====== INFORMATION PROVIDED ======

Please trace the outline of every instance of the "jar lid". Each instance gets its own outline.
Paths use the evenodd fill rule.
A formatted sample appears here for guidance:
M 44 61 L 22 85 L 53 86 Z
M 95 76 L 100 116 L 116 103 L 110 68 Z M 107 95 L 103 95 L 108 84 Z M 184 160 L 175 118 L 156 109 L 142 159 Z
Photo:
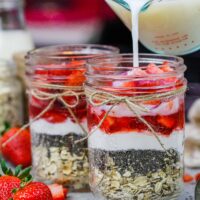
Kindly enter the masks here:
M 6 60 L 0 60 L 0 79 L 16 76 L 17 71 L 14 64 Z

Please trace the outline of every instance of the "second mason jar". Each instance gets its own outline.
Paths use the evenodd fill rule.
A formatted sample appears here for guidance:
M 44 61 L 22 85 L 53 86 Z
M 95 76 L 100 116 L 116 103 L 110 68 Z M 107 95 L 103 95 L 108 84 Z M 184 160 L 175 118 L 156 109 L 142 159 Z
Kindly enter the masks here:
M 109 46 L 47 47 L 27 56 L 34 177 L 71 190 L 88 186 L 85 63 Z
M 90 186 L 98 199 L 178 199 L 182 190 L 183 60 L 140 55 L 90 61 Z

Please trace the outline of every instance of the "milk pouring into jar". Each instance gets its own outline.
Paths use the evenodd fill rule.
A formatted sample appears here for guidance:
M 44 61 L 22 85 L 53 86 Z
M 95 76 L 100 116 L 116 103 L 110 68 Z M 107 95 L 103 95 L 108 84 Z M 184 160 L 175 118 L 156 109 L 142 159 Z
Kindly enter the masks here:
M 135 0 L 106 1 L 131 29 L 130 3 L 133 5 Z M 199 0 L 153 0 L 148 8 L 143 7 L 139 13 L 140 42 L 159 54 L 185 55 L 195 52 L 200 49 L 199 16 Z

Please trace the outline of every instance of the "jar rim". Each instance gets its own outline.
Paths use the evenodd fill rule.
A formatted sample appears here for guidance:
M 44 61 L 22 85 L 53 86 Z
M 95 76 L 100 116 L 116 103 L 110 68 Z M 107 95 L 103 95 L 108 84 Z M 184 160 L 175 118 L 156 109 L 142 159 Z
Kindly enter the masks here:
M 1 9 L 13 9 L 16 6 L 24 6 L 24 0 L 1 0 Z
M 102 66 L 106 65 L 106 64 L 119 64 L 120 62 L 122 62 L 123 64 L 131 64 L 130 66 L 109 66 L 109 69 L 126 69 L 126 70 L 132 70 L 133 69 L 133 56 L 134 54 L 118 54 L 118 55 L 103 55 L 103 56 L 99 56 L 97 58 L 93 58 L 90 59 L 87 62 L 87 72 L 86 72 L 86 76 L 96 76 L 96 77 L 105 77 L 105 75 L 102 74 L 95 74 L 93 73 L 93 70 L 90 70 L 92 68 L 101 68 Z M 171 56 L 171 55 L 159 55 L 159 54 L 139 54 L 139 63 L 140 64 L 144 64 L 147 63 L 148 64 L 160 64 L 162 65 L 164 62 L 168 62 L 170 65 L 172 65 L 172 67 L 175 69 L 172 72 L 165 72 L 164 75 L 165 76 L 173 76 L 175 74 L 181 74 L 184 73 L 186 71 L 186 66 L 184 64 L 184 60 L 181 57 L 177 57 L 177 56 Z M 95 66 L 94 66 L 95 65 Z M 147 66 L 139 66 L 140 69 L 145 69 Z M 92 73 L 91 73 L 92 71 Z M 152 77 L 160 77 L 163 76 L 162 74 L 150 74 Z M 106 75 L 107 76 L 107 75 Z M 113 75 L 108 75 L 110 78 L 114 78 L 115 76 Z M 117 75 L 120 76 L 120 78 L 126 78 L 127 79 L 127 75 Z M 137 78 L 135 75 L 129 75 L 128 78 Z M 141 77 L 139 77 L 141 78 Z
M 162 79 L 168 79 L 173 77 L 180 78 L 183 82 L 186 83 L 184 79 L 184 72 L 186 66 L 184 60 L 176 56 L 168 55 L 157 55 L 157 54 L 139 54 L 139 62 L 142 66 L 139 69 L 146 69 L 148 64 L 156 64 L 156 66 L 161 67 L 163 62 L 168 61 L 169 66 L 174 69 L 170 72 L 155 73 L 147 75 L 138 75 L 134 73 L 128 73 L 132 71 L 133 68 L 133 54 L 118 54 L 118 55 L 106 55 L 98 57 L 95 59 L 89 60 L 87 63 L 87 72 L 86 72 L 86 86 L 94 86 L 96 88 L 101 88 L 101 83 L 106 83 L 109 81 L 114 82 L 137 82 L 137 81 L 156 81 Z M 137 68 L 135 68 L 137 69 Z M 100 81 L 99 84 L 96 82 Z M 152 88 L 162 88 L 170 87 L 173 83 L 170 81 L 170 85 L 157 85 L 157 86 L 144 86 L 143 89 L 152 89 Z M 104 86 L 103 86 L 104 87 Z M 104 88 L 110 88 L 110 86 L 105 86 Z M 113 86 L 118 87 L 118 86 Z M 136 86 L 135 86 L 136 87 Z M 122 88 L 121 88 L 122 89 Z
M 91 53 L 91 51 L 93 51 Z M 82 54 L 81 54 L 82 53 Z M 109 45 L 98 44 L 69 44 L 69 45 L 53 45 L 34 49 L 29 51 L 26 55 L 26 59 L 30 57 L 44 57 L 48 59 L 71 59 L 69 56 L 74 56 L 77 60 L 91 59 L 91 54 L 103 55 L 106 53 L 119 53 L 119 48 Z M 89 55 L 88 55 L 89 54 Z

======

▶ [EXERCISE BRIEF]
Reproduce all of the material above word for word, keeping every line as it stands, but leave the picture out.

▶ [RESULT OF THE TASK]
Please trace the outline of every instance of the "jar lid". Each instance gets its own outline.
Paths use the evenodd fill rule.
A formatted sample appears here for guidance:
M 44 61 L 22 85 L 53 86 Z
M 95 76 L 100 116 L 116 103 L 110 68 Z M 107 95 L 103 95 L 108 84 Z M 184 160 L 175 118 L 156 109 L 142 159 Z
Photo:
Kindly enter the masks here:
M 6 60 L 0 60 L 0 79 L 16 76 L 17 71 L 14 64 Z

Please trace the outline of every instance of the "second mason jar". Each instance gets its own outline.
Paths use the evenodd fill rule.
A formatted sample appears here for guidance:
M 44 61 L 22 85 L 53 86 Z
M 95 76 L 100 116 L 116 103 L 110 68 Z M 107 95 L 103 95 L 108 84 Z M 184 160 L 175 118 L 156 109 L 142 159 Z
Kindly enter the masks here:
M 109 46 L 47 47 L 27 56 L 34 177 L 71 190 L 88 186 L 85 63 Z
M 90 186 L 98 199 L 178 199 L 182 190 L 183 60 L 140 55 L 90 61 Z

Please trace the outline of every instance of the "milk pouring into jar". Each instance gets its own outline.
Paths use the evenodd fill rule.
A formatted sample appears here for guidance:
M 44 61 L 22 85 L 53 86 Z
M 95 76 L 100 116 L 116 103 L 110 68 Z M 107 95 L 103 95 L 108 84 Z M 184 160 L 175 118 L 156 109 L 142 159 Z
Kindly enter the masks here:
M 135 0 L 106 1 L 131 29 L 130 3 L 133 5 Z M 199 0 L 153 0 L 148 8 L 143 7 L 139 13 L 140 42 L 159 54 L 185 55 L 195 52 L 200 49 L 199 16 Z

Please trace the outline of every instance of the "jar rim". Each instance gets its own outline.
Paths use the evenodd fill rule.
A formatted sample appears here for guidance:
M 44 61 L 22 85 L 53 86 Z
M 95 76 L 100 116 L 116 103 L 110 68 Z M 107 95 L 103 95 L 108 84 Z M 184 160 L 175 118 L 156 109 L 142 159 Z
Kindly enter the masks here:
M 1 9 L 13 9 L 16 6 L 24 6 L 24 0 L 1 0 Z
M 102 66 L 106 65 L 106 64 L 119 64 L 120 62 L 122 62 L 123 64 L 131 64 L 130 66 L 109 66 L 109 69 L 126 69 L 126 70 L 132 70 L 133 69 L 133 56 L 134 54 L 118 54 L 118 55 L 103 55 L 103 56 L 99 56 L 97 58 L 93 58 L 90 59 L 87 62 L 87 72 L 86 72 L 86 76 L 96 76 L 96 77 L 105 77 L 105 75 L 102 74 L 95 74 L 93 73 L 93 70 L 90 70 L 92 68 L 101 68 Z M 171 56 L 171 55 L 159 55 L 159 54 L 139 54 L 139 63 L 140 64 L 144 64 L 147 63 L 148 64 L 160 64 L 162 65 L 164 62 L 168 62 L 170 65 L 172 65 L 172 67 L 175 69 L 172 72 L 165 72 L 164 75 L 165 76 L 173 76 L 175 74 L 181 74 L 184 73 L 186 71 L 186 66 L 184 64 L 184 60 L 181 57 L 177 57 L 177 56 Z M 95 66 L 94 66 L 95 65 Z M 147 66 L 139 66 L 140 69 L 145 69 Z M 92 73 L 91 73 L 92 71 Z M 152 77 L 160 77 L 163 76 L 162 74 L 150 74 Z M 106 75 L 107 76 L 107 75 Z M 113 75 L 108 75 L 110 78 L 114 78 L 115 76 Z M 117 75 L 120 76 L 120 78 L 126 78 L 127 79 L 127 75 Z M 137 78 L 135 75 L 129 75 L 128 78 Z M 141 77 L 139 77 L 141 78 Z
M 162 79 L 168 79 L 173 77 L 180 78 L 183 82 L 186 83 L 184 79 L 184 72 L 186 66 L 184 60 L 176 56 L 168 55 L 157 55 L 157 54 L 139 54 L 139 62 L 142 66 L 139 69 L 146 69 L 148 64 L 156 64 L 156 66 L 161 67 L 163 62 L 168 61 L 169 66 L 174 69 L 170 72 L 155 73 L 147 75 L 138 75 L 134 73 L 128 73 L 132 71 L 133 68 L 133 54 L 118 54 L 118 55 L 106 55 L 98 57 L 95 59 L 89 60 L 87 63 L 87 72 L 86 72 L 86 86 L 94 86 L 96 88 L 101 88 L 101 83 L 106 83 L 109 81 L 114 82 L 137 82 L 137 81 L 156 81 Z M 137 68 L 135 68 L 137 69 Z M 100 81 L 99 84 L 96 82 Z M 152 88 L 162 88 L 170 87 L 173 83 L 170 81 L 170 85 L 157 85 L 157 86 L 144 86 L 143 89 L 152 89 Z M 104 86 L 103 86 L 104 87 Z M 104 88 L 110 88 L 110 86 L 105 86 Z M 113 86 L 118 87 L 118 86 Z M 136 86 L 135 86 L 136 87 Z M 122 88 L 121 88 L 122 89 Z
M 91 53 L 91 51 L 93 51 Z M 82 54 L 81 54 L 82 53 Z M 109 45 L 98 44 L 69 44 L 69 45 L 53 45 L 34 49 L 29 51 L 26 55 L 26 59 L 30 57 L 44 57 L 48 59 L 71 59 L 69 56 L 74 56 L 77 60 L 91 59 L 91 54 L 103 55 L 106 53 L 119 53 L 119 48 Z M 89 55 L 88 55 L 89 54 Z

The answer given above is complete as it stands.